**ページ抜粋:**
.....

詩はどこにあるか(谷内修三の読書日記)

日々、読んだ本の感想。ときには映画の感想も。

福間健二「彼女のストライキ」

2011-12-03 23:59:59 | 詩(雑誌・同人誌)
福間健二「彼女のストライキ」(「現代詩手帖」2011年11月号)

 なんとなく苦手な詩人というものがいる。ある部分には共感するが、ある部分は共感できない。そして、その共感も、共感できないも、はっきりことばにして語れるわけではない。
 たとえば福間健二である。
 「彼女のストライキ」を読んでみる。私はスケベだから、どんなことばもセックスに結びつけて読んでしまう。この詩には、たとえば、

彼女の侵入できない廊下で動きはじめる。
                 いい気持ち


音楽が止む。
     摩擦によって。さ、ただではすまないよ。

 というような行がある。「いい気持ち」「摩擦」。かけ離れたところにあるのだけれど、そのことばが呼びあって、私にはセックスしているシーンが見えてくる。近くには「白いスカート、赤いベルト」ということばも散らばっているしね。
 で、このセックスが、どうも私にはピンとこないのである。簡単に言うと、欲情しない。
 うーん、なぜなんだろう。

 最初から読み直してみる。

どうして、この階段。自由も権利もなかった。
と気づかされる湿度の国の、畑と川、校庭と線路を横切り、
汗みずくになって、使えなくなった建物の外の、
人ひとりしか通れない
階段の上。
    最初のできごと、最初の行為のあとの
曇り空の感受性がよみがえる。これでおしまい、さようなら。

 「湿度の国」というのはモンスーン気候の日本ということかな? 「校庭と線路を横切り」というのだから、授業をさぼってか、放課後か知らないけれど、学校から離れてどこかの建物でセックス(最初のできごと、最初の行為)をして、そのあと空を見たら曇っていた。そのときの思い(感受性)が、いまよみがえる--ということ?
 まあ、詩なのだから、かってにそう思っておくことにする。
 で、この1連目で言うと、私が「色気」を感じたのは1行目だけなのだ。
 「階段」から「自由も権利もない」ということばへの飛躍。自由や権利を語るのに階段がつかわれる。このときの福間の肉体のなかにある切断と接続は信じてみたいなあ、と感じたのだ。この信じてみたいなあ、というのは、私にとってはセックス。交わることで自分がどう変わるのか、何を知るのか、見当がつかないけれど、それをしてみたい、そういう感じ。
 けれど、それが2行目で、あ、やーめた、と思ってしまう。あ、私はセックスには興味がありません。出会わなかったことにしてください、と言いたくなってしまう。
 「湿度の国の」の「湿度」にぞっとする。その日、そのときの「空気」の感じを、福間は「湿度」と言うようだが、この「湿度」と「自由/権利」ということばの距離というか、飛躍が、あるいは切断と接続が--どうにも気持ちが悪い。

.....

**提供データ:**
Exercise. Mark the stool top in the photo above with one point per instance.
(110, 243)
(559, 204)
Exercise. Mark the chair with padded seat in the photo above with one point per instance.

.....

**短い練習:**
福間健二「彼女のストライキ」についての感想文を、最後の文のあとから引き取って書き継いでください。

**記述解答:**
 「自由/権利」も「湿度」も、どちらかというと「頭」のことばである。そういう意味では「共通項」がありそうなのだが--私にとっては完全に違う。
 「自由/権利」は、そのことばを私自身がどれだけはっきり理解しているかは別問題として、「肉体」のなかに入ってしまっている。何かに対して無性に腹が立った場合、私の「自由」、私の「権利」ということばを、よく考えもせずに口走ってしまう。そのことばは「肉体」の内部から噴出してくる。けれど、福間がここで書いている「湿度」は、そういう「肉体」の内部から噴出してこない。逆に、「肉体」の外から肌に密着してくる「もわーっ」である。
 「肉体の内側」と「肉体の外側」が、変な具合に出会ってしまう。まあ、福間の詩が好きなひとは、この出会いによって「肉体」がより立体化される感じがするのかもしれないけれど、私は、一歩ひいてしまう。思わず、引き下がって、身構えて、福間のことばを見てしまう。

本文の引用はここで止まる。